Wie die Digitale Transformation das Geschäft beflügelt
Eine langfristige Strategie zur Einführung digitaler Modelle für Produktentwicklung und Fertigung macht sich bezahlt, auch für kleine und mittlere Unternehmen. Ein Leitfaden.
Digitale Transformation wird gerade für Kleine und Mittlere Unternehmen (KMU) zu einem Schlüsselfaktor ihres zukünftigen Unternehmenserfolgs. Das hängt zum einen mit den wachsenden Anforderungen des Marktes zusammen, Stichwort „Individualisiertes Design“, aber auch mit der zunehmenden Innovationsgeschwindigkeit des Wettbewerbs auf den Heimat- und Exportmärkten.
Doch gerade der klassische Mittelstand tut sich oftmals noch schwer mit der Implementation entsprechender Konzepte. Wie der Spagat zwischen dem laufenden Tagesgeschäft und der strukturellen Neuausrichtung gelingt, erklärt der nachfolgende Beitrag.

|---|

### Arbeitsauftrag 1
Welches Stichwort nennt der Text über die digitale Transformation zu den wachsenden Anforderungen des Marktes?

|---|

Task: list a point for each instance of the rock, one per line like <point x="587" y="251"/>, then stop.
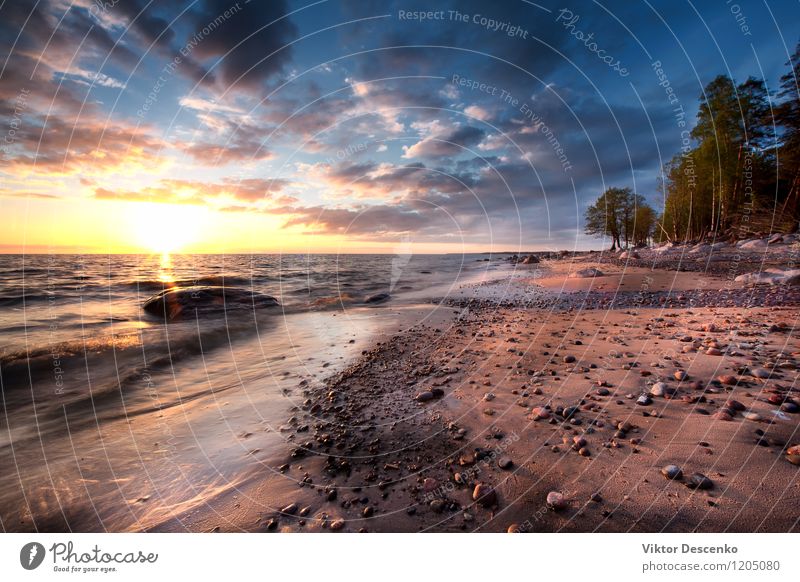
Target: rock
<point x="586" y="273"/>
<point x="484" y="495"/>
<point x="790" y="407"/>
<point x="735" y="405"/>
<point x="199" y="301"/>
<point x="377" y="298"/>
<point x="540" y="413"/>
<point x="723" y="415"/>
<point x="672" y="472"/>
<point x="728" y="380"/>
<point x="556" y="501"/>
<point x="699" y="481"/>
<point x="752" y="245"/>
<point x="505" y="463"/>
<point x="290" y="509"/>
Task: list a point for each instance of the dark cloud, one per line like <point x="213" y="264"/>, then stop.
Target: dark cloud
<point x="252" y="42"/>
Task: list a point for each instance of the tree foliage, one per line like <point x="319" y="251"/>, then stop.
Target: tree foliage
<point x="621" y="215"/>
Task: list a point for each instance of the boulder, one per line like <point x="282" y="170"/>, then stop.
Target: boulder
<point x="752" y="245"/>
<point x="586" y="273"/>
<point x="180" y="303"/>
<point x="377" y="298"/>
<point x="530" y="260"/>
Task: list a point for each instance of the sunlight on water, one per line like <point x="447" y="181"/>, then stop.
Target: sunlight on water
<point x="165" y="272"/>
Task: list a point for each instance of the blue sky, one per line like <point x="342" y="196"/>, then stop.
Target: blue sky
<point x="362" y="120"/>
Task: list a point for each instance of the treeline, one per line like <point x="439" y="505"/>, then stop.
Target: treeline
<point x="739" y="174"/>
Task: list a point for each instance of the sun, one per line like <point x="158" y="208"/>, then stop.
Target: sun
<point x="167" y="228"/>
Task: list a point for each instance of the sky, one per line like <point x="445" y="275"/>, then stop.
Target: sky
<point x="351" y="126"/>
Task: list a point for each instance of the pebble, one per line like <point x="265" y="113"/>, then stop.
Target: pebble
<point x="290" y="509"/>
<point x="556" y="501"/>
<point x="540" y="413"/>
<point x="735" y="405"/>
<point x="699" y="481"/>
<point x="484" y="495"/>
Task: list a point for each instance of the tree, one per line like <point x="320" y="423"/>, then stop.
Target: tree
<point x="708" y="187"/>
<point x="787" y="114"/>
<point x="621" y="215"/>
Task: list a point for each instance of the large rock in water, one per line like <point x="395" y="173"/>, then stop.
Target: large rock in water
<point x="752" y="245"/>
<point x="586" y="273"/>
<point x="377" y="298"/>
<point x="204" y="301"/>
<point x="530" y="260"/>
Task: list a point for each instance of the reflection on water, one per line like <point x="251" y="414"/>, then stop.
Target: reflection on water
<point x="165" y="274"/>
<point x="116" y="421"/>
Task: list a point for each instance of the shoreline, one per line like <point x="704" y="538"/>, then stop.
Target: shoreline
<point x="472" y="423"/>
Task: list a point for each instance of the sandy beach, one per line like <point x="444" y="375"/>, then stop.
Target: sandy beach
<point x="641" y="399"/>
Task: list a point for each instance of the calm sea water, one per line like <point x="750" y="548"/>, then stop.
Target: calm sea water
<point x="115" y="420"/>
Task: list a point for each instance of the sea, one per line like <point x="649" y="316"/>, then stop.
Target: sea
<point x="115" y="418"/>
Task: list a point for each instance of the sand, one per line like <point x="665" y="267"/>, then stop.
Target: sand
<point x="442" y="428"/>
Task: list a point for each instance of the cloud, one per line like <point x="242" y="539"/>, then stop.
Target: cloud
<point x="249" y="191"/>
<point x="451" y="143"/>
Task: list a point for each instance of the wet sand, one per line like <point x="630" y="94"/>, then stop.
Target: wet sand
<point x="546" y="403"/>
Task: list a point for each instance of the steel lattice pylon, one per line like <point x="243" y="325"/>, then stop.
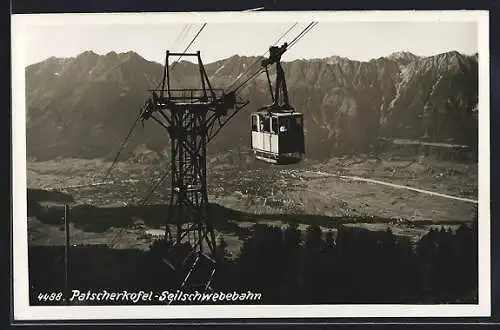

|---|

### Arbeitsauftrag 2
Schreiben Sie aus den Datensätzen den Abschnitt von der Zeile mit „Task: list a point for each instance of the sea, one“ bis einschließlich zum Ende der Datensätze genau ab. Lassen Sie die Bilder dabei weg.

### Richtiges Ergebnis 1
„Individualisiertes Design“

### Richtiges Ergebnis 2
Task: list a point for each instance of the sea, one per line like <point x="649" y="316"/>, then stop.
Target: sea
<point x="115" y="418"/>
Task: list a point for each instance of the sand, one per line like <point x="665" y="267"/>, then stop.
Target: sand
<point x="442" y="428"/>
Task: list a point for each instance of the cloud, one per line like <point x="242" y="539"/>, then stop.
Target: cloud
<point x="249" y="191"/>
<point x="451" y="143"/>
Task: list a point for each instance of the wet sand, one per line like <point x="630" y="94"/>, then stop.
Target: wet sand
<point x="546" y="403"/>
Task: list a point for each instance of the steel lattice pylon, one per line like <point x="243" y="325"/>, then stop.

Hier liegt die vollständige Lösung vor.